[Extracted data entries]

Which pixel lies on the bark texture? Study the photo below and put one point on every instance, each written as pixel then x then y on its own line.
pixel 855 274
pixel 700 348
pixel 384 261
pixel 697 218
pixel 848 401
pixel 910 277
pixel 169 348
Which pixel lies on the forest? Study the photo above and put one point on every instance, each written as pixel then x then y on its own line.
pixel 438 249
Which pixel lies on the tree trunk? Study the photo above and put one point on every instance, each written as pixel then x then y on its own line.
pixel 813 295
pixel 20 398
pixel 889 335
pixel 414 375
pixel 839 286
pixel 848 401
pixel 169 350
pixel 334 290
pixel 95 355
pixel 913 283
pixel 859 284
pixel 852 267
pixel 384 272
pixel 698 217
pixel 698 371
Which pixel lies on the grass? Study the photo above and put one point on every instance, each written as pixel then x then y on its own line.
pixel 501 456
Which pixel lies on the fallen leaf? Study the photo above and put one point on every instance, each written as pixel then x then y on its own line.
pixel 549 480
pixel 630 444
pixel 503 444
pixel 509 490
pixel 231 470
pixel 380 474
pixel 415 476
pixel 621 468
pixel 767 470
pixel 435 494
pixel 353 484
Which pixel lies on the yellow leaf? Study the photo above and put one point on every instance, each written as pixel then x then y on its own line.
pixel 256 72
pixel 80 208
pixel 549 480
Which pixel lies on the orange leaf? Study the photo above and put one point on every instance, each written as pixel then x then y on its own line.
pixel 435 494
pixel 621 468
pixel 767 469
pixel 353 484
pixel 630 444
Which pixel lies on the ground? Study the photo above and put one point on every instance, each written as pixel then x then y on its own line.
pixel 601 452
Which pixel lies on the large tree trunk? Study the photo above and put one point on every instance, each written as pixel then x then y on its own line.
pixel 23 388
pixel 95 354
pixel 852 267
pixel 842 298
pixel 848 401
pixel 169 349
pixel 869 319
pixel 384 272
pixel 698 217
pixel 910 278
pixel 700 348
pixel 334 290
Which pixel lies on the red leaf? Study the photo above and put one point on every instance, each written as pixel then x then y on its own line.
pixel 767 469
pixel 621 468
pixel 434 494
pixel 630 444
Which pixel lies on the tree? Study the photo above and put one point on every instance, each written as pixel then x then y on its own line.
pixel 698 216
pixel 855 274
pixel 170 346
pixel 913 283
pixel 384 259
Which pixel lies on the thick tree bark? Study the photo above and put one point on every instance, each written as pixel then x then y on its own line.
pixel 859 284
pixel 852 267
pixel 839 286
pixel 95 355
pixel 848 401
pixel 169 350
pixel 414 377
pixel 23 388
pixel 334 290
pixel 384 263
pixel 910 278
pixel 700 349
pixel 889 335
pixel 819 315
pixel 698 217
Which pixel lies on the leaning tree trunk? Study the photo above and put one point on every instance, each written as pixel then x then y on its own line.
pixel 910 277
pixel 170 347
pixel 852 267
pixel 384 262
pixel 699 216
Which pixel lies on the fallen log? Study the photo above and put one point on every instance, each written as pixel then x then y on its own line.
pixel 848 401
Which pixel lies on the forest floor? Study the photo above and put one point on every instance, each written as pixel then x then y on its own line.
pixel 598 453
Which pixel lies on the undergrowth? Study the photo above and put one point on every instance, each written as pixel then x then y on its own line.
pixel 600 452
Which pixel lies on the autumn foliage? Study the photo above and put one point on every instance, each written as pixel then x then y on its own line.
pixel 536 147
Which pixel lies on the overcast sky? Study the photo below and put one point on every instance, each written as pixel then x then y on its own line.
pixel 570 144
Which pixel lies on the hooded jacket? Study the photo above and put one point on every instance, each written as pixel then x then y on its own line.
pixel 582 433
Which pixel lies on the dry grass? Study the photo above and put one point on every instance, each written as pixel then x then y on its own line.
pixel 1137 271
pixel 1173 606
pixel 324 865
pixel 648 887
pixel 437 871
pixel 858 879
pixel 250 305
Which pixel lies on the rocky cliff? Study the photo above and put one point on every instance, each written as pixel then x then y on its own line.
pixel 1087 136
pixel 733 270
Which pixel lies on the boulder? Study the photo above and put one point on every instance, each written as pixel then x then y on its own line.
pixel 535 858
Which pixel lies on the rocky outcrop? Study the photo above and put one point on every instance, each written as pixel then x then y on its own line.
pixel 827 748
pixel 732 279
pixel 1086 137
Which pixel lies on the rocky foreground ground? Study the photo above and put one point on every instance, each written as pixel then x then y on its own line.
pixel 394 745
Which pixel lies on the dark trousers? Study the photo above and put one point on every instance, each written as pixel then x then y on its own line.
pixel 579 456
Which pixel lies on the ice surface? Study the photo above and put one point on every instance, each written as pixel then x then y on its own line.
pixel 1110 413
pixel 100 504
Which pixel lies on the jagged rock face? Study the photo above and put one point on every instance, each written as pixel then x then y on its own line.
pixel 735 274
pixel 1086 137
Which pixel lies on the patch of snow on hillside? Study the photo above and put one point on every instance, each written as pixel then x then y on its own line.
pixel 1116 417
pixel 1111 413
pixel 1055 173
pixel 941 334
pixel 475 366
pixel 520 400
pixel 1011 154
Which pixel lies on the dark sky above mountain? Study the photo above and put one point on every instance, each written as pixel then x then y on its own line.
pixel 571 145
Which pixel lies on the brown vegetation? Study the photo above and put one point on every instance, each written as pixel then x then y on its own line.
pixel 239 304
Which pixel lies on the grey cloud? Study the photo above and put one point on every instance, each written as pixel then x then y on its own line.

▸ **What you have to do**: Nothing in the entries should be skipped. Output them all exactly.

▸ **Response to the exercise**:
Which pixel lies on the bark texture? Study the photo below and put one point on every instance, each written as pixel then x then y on its own line.
pixel 855 274
pixel 700 348
pixel 384 261
pixel 697 218
pixel 848 401
pixel 910 277
pixel 169 348
Which pixel lies on the forest? Study the photo above and put one point on every instance, each written as pixel then x then y on its own line.
pixel 438 249
Which pixel lies on the tree trunk? Study the photo above and put one point on every instance, each written as pixel then x then y on its own line.
pixel 813 295
pixel 20 398
pixel 889 335
pixel 414 375
pixel 839 286
pixel 848 401
pixel 169 350
pixel 334 290
pixel 95 355
pixel 913 283
pixel 859 284
pixel 852 267
pixel 384 272
pixel 698 217
pixel 698 371
Which pixel lies on the grass? Study the photo above and put one point on every instance, each written as pixel then x then y on its own line.
pixel 501 456
Which pixel lies on the fallen leaf? Study the photo above and put one point on every instance, each written as pixel then x then y on its own line.
pixel 549 480
pixel 630 444
pixel 503 444
pixel 509 490
pixel 231 470
pixel 380 474
pixel 415 476
pixel 621 468
pixel 767 470
pixel 435 494
pixel 353 484
Which pixel lies on the yellow leaf? Study the photo above and put one point on every instance, each written as pixel then x then y on its own line.
pixel 256 72
pixel 80 208
pixel 549 480
Which pixel lies on the orange leaf? Study the photo above and put one point on every instance, each written as pixel then x then y on its own line.
pixel 435 494
pixel 621 468
pixel 767 469
pixel 353 484
pixel 630 444
Which pixel lies on the ground? Study the photo above and put one point on every instance, each written as pixel then x then y on its own line.
pixel 601 452
Which pixel lies on the large tree trunk? Study the photo above and put one point on every instance, each written as pixel then x then y on its own line.
pixel 23 388
pixel 95 354
pixel 852 267
pixel 842 298
pixel 848 401
pixel 169 349
pixel 869 319
pixel 384 272
pixel 698 217
pixel 910 278
pixel 700 348
pixel 334 290
Which pixel lies on the red leaf? Study the photo above and put one point on every instance, each written as pixel then x then y on its own line.
pixel 767 469
pixel 621 468
pixel 434 494
pixel 630 444
Which pixel lies on the tree? Study the photo above and put one point on every instance, each written as pixel then x then y on its own line.
pixel 698 216
pixel 855 274
pixel 170 346
pixel 913 283
pixel 384 259
Which pixel lies on the thick tree bark? Study the photo above and put one point on every instance, each written as pixel then x then y on its own line.
pixel 859 284
pixel 852 267
pixel 839 286
pixel 95 355
pixel 848 401
pixel 169 350
pixel 414 377
pixel 23 388
pixel 334 290
pixel 384 263
pixel 910 278
pixel 700 349
pixel 889 335
pixel 819 315
pixel 698 217
Which pixel lies on the leaning tree trunk? Study the photo above and put one point on every instance, each written as pixel then x then y on its own line.
pixel 910 277
pixel 170 347
pixel 852 267
pixel 384 262
pixel 699 216
Which pixel lies on the fallen log? Study the photo above and put one point on every instance, each written as pixel then x then y on its own line.
pixel 848 401
Which pixel lies on the forest floor? Study the photo above and put one point on every instance, each written as pixel then x then y on its own line.
pixel 598 453
Which pixel lies on the undergrowth? Study the photo above and put one point on every instance, each written as pixel then x then y on its own line.
pixel 600 452
Which pixel lies on the autumn foliage? Study the photo above and put one point on every instance, each written as pixel then x then y on its own line.
pixel 536 147
Which pixel lies on the overcast sky? Study the photo below and put one point on every instance, each written as pixel then x then y on its own line.
pixel 570 144
Which pixel lies on the hooded jacket? Study the photo above and put one point on every instance, each written as pixel then x then y on its own line.
pixel 582 433
Which pixel lies on the dry grass? Study the photo above and put one point on every instance, each written as pixel then x then y on its own line.
pixel 1137 271
pixel 1173 606
pixel 324 865
pixel 648 887
pixel 437 871
pixel 858 879
pixel 250 305
Which pixel lies on the rocky cliff? Study the photo above and put one point on every instance, each written as pixel then x then y on its own line.
pixel 1087 136
pixel 733 270
Which pixel lies on the boulder? Study the photo above and put one point on every instance, each written as pixel then x then y on its own line.
pixel 535 858
Which pixel lies on the rocky outcrop? Study the photo above and put one point on every instance, each written as pixel then x then y on its own line.
pixel 827 748
pixel 732 279
pixel 1086 137
Which pixel lies on the rocky foreground ground? Study the photo above and put one point on every instance, each written as pixel then x then y on its own line.
pixel 394 745
Which pixel lies on the dark trousers? Study the photo above and put one point on every instance, each written as pixel then x then y on its own line.
pixel 579 456
Which pixel lies on the ice surface? Study the photo above and put one point on every instance, each written as pixel then x then y on its own line.
pixel 1110 413
pixel 100 504
Which pixel lies on the jagged rock face? Study the photo above and put one point on every instance, each written as pixel then x then y on its own line.
pixel 735 274
pixel 1086 137
Which pixel lies on the patch of snow on hillside? Study the photo above and put one point on every instance, each written as pixel then x then y on its own line.
pixel 1116 417
pixel 1111 413
pixel 1055 173
pixel 941 334
pixel 475 366
pixel 520 400
pixel 1011 154
Which pixel lies on the dark sky above mountain? Study the photo above and put one point on every instance, each written as pixel then x then y on its own line.
pixel 571 145
Which pixel lies on the brown vegetation? Study the photo above and put one point on every instance, each written as pixel then x then y on its own line.
pixel 239 304
Which pixel lies on the grey cloud? Study the photo above and put one point on every instance, each written as pixel then x then y on its own line.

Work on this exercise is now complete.